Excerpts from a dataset
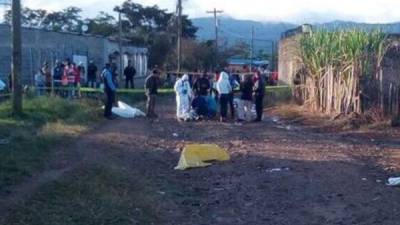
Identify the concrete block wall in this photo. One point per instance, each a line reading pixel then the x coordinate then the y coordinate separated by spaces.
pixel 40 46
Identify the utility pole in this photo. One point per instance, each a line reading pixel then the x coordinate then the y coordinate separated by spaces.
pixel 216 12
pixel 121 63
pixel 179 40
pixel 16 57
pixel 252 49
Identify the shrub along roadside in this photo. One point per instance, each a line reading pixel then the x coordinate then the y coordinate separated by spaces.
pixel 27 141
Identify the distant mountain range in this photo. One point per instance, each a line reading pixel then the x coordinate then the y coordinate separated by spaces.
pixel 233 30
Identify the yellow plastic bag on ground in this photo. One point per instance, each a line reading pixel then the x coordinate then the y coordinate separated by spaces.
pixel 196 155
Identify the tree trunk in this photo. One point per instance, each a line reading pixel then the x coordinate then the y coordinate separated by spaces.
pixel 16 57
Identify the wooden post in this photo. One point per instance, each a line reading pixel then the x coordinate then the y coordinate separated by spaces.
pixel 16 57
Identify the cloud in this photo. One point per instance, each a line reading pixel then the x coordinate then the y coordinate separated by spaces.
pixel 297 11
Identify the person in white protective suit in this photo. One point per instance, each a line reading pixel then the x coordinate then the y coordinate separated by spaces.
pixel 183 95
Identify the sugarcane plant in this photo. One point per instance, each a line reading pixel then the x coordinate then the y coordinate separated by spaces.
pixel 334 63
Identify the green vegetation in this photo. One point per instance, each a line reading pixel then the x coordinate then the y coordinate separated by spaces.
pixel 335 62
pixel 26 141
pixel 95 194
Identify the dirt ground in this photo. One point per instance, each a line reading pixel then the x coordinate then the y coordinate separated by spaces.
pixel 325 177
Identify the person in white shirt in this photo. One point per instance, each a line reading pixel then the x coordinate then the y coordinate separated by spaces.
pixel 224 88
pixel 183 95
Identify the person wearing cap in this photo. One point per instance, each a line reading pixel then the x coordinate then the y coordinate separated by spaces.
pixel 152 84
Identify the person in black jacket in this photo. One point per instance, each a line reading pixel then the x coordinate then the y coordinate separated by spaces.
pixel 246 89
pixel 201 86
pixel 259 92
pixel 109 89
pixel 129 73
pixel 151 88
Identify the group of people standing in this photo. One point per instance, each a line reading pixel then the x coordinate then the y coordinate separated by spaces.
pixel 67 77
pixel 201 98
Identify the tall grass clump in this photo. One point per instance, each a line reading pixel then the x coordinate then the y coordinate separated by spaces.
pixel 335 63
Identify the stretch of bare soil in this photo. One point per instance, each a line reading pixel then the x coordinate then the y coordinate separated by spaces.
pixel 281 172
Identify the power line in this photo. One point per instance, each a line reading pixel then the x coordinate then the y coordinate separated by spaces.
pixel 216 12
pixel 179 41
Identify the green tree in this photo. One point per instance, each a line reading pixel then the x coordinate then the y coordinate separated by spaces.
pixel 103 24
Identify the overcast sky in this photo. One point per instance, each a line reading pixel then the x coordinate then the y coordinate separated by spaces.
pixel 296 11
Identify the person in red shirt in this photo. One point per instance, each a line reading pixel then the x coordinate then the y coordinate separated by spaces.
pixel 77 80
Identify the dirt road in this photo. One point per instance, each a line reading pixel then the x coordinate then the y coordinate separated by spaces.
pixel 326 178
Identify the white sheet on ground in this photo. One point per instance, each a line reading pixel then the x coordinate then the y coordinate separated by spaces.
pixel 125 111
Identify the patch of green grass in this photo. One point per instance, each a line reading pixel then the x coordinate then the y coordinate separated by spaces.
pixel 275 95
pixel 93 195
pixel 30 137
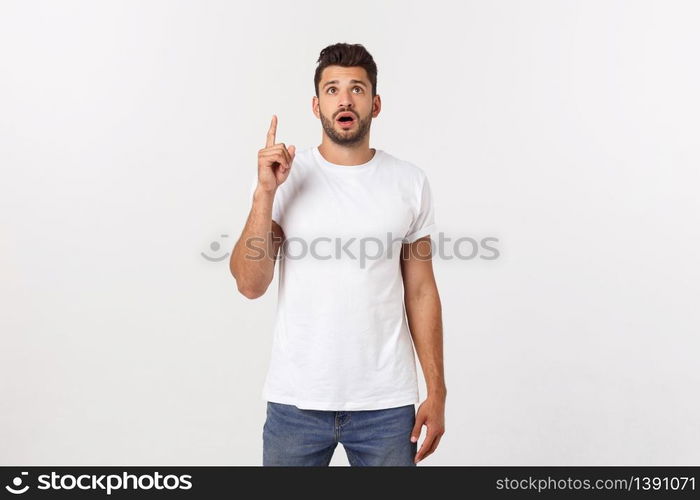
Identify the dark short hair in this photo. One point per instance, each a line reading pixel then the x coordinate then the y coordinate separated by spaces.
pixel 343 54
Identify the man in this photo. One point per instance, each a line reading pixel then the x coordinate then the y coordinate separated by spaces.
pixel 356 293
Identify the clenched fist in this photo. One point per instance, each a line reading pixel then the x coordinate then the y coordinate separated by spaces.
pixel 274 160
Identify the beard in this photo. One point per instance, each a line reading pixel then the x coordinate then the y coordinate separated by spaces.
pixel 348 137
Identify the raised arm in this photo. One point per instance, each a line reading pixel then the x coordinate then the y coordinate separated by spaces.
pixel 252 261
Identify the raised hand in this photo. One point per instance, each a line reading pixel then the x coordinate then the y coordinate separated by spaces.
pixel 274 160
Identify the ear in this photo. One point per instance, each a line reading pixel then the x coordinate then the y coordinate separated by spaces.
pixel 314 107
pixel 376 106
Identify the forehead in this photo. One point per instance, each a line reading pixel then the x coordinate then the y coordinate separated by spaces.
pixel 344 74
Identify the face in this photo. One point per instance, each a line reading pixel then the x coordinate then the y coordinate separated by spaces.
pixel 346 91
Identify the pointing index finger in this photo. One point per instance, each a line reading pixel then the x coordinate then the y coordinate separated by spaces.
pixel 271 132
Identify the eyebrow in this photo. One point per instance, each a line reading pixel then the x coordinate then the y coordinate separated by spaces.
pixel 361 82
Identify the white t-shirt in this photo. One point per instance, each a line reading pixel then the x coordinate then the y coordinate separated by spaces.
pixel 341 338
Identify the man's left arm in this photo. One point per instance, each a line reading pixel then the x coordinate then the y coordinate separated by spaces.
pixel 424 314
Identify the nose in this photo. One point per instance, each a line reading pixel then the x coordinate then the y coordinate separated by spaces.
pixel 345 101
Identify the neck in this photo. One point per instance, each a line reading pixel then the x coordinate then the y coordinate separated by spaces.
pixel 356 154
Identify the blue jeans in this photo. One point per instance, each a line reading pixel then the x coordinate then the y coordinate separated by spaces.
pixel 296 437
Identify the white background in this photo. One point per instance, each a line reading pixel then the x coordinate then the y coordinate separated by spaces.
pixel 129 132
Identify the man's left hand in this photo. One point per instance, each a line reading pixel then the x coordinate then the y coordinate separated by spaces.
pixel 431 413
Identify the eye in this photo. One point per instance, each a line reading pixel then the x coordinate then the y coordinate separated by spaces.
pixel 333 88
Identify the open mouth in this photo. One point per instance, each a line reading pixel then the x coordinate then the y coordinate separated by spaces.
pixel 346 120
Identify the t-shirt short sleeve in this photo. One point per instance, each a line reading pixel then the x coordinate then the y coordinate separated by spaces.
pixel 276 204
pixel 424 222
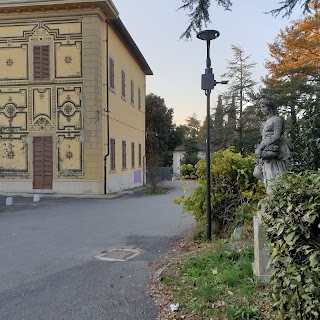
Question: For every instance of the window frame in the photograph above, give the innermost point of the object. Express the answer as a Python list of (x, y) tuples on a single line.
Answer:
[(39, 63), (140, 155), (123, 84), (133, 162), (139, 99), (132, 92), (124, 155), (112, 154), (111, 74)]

WHAT YOU ARE ASKED TO DO:
Retype all the records exactly and keep out every picture.

RESPONSE BOX:
Identify the concrete block wall in this photo. One point per instance, each a line reading pixel then the x coordinate then the y coordinate separated by spaces.
pixel 40 46
Identify the utility pole in this photo. One point per instance, each a line reading pixel then the x coordinate then the y coordinate separated by spaces.
pixel 216 12
pixel 121 63
pixel 179 40
pixel 16 57
pixel 252 49
Identify the shrub along roadside in this photo. One point per instance, each a line reading pixel then the x coordinate then the y coordinate separated by spaces.
pixel 27 141
Identify the distant mountain range in this photo. One point per instance, each a line reading pixel then the x coordinate then the y coordinate separated by spaces.
pixel 233 30
Identify the yellow plastic bag on ground in this photo. One point per instance, each a line reading pixel then the x coordinate then the y coordinate separated by spaces.
pixel 196 155
Identify the tree trunk in this photo. One point per instance, each a line reading pixel then the x coordinate then the y coordinate separated by spaces.
pixel 16 57
Identify the wooden post in this photo. One point per instance, each a line reading pixel then the x coordinate then the y coordinate separated by spaces.
pixel 16 57
Identify the cloud in this photo. One point per instance, each a line reading pixel then the x coordinate then the y coordinate separated by spaces.
pixel 297 11
Identify the person in white protective suit in this photo. One point per instance, each a line reading pixel then the x coordinate then the y coordinate separated by spaces.
pixel 183 95
Identify the sugarcane plant in this photo. One point per instance, each a line reading pixel then the x coordinate then the y coordinate separated by spaces.
pixel 334 63
Identify the green vegetation in this photo. One point per instance, each a line reading pixel then the x coordinate then the y coordinate separated by spaces.
pixel 335 62
pixel 26 141
pixel 95 194
Identify the dirt ground in this photo. One point per instance, each a line reading pixel then the x coordinate then the y coordinate separated by spaces.
pixel 325 177
Identify the person in white shirt in this photo. One point per instance, each a line reading pixel then the x coordinate then the y coordinate separated by spaces.
pixel 224 88
pixel 183 95
Identify the person wearing cap in this photo. One point per instance, each a line reading pixel then the x coordinate then the y coordinate separated by spaces.
pixel 152 84
Identify the person in black jacket in this photo. One point per instance, each a line reading pixel then the x coordinate then the y coordinate separated by spaces.
pixel 246 89
pixel 201 86
pixel 259 92
pixel 109 89
pixel 129 73
pixel 151 88
Identify the group of people standing in this photo. One point per instance, each a line reading pixel then the x coordinate then the y coordinate separated by spaces.
pixel 67 77
pixel 201 98
Identify the tall grass clump in this photo. One point per instance, each a line reading pixel then the x coordinate then the y coordinate separated by spaces.
pixel 335 63
Identify the stretch of bare soil in this photo. One point per instance, each a line reading pixel then the x coordinate then the y coordinate separated by spaces.
pixel 281 172
Identify the power line in this photo. One point per instance, each a line reading pixel then the x coordinate then the y coordinate separated by spaces.
pixel 216 12
pixel 179 41
Identify the green tree in this photo. One point per instance, each a line reading pixel then the x coordinate then the y coordinate separated by spaces.
pixel 103 24
Identify the overcast sky in this photo. One point per instance, each a line reading pixel then the x coordinate then the y coordinate separated by spaces.
pixel 296 11
Identify the person in red shirt in this photo. One point per instance, each a line reading pixel then the x coordinate then the y coordinate separated by spaces.
pixel 77 80
Identify the dirt road in this photo. One point per instance, each a line reading pixel then the x coordinate then the y coordinate separated by spaces.
pixel 326 178
Identify the white sheet on ground in this photo. One point per instance, each a line reading pixel then the x coordinate then the y coordinate separated by spaces.
pixel 125 111
Identify the patch of green grass in this photo. One point per instance, each a line reading pixel then the x coordinate then the y coordinate separated by spaces.
pixel 275 95
pixel 93 195
pixel 30 137
Identify the dark short hair in this photo. One point per instance, each a line reading pixel then the x coordinate then the y coordinate separated by spaces.
pixel 343 54
Identify the man in this photo. One point per instance, each a line reading pixel then the x coordinate then the y coordinate separated by spaces.
pixel 356 293
Identify the clenched fist in this photo. One point per instance, each a line reading pixel then the x coordinate then the y coordinate separated by spaces.
pixel 274 160
Identify the beard in this photo. One point per instance, each a line reading pixel then the x coordinate then the y coordinate separated by spaces.
pixel 348 137
Identify the raised arm in this photo. One point per instance, each a line reading pixel then the x coordinate then the y coordinate separated by spaces.
pixel 252 261
Identify the raised hand in this photo. One point per instance, each a line reading pixel then the x coordinate then the y coordinate separated by spaces.
pixel 274 160
Identify the ear in this photo. One point per instance, each a line reading pixel then the x coordinate then the y coordinate separated by spaces.
pixel 314 107
pixel 376 106
Identify the forehead in this photo. One point per instance, each a line reading pixel then the x coordinate then the y coordinate separated by spaces.
pixel 344 74
Identify the face in this photo. One point per instance, each a line reading pixel then the x coordinate then the y coordinate separated by spaces.
pixel 346 91
Identify the pointing index finger in this photo. One point per instance, each a line reading pixel then the x coordinate then the y coordinate separated by spaces.
pixel 271 132
Identify the eyebrow in this photo. One point per instance, each a line reading pixel then the x coordinate then the y coordinate separated by spaces.
pixel 361 82
Identify the white t-shirt in this photo. One point per instance, each a line reading pixel then the x coordinate then the y coordinate separated by spaces.
pixel 341 338
Identify the man's left arm in this photo. One point per instance, each a line reading pixel then the x coordinate then the y coordinate separated by spaces.
pixel 424 314
Identify the nose in this photo. One point per instance, each a line reading pixel then the x coordinate then the y coordinate separated by spaces.
pixel 345 101
Identify the neck in this photo. One point per instance, each a line reading pixel then the x coordinate then the y coordinate separated by spaces.
pixel 356 154
Identify the blue jeans in this photo. One point per instance, each a line reading pixel then the x coordinate then the y coordinate separated by spaces.
pixel 296 437
Identify the white background in this photo. One point per instance, each a line reading pixel then the x coordinate then the y coordinate separated by spaces.
pixel 129 132
Identify the man's left hand in this photo. One point per instance, each a line reading pixel then the x coordinate then the y coordinate separated by spaces.
pixel 431 413
Identify the eye in this photo. One point per instance, each a line reading pixel then the x coordinate then the y coordinate separated by spaces.
pixel 333 88
Identify the open mouth in this photo. One point per instance, each a line reading pixel then the x coordinate then the y coordinate separated by spaces.
pixel 346 120
Identify the t-shirt short sleeve in this photo. One point per instance, each a line reading pixel then the x coordinate then the y coordinate separated by spaces.
pixel 276 204
pixel 424 222
Question: For every instance of the window frame in the photograph above, give the innermost point of the object. Express the answer as a Python list of (x, y) tuples on a single line.
Answer:
[(39, 63), (140, 155), (123, 84), (133, 162), (139, 99), (132, 92), (124, 155), (112, 154), (111, 74)]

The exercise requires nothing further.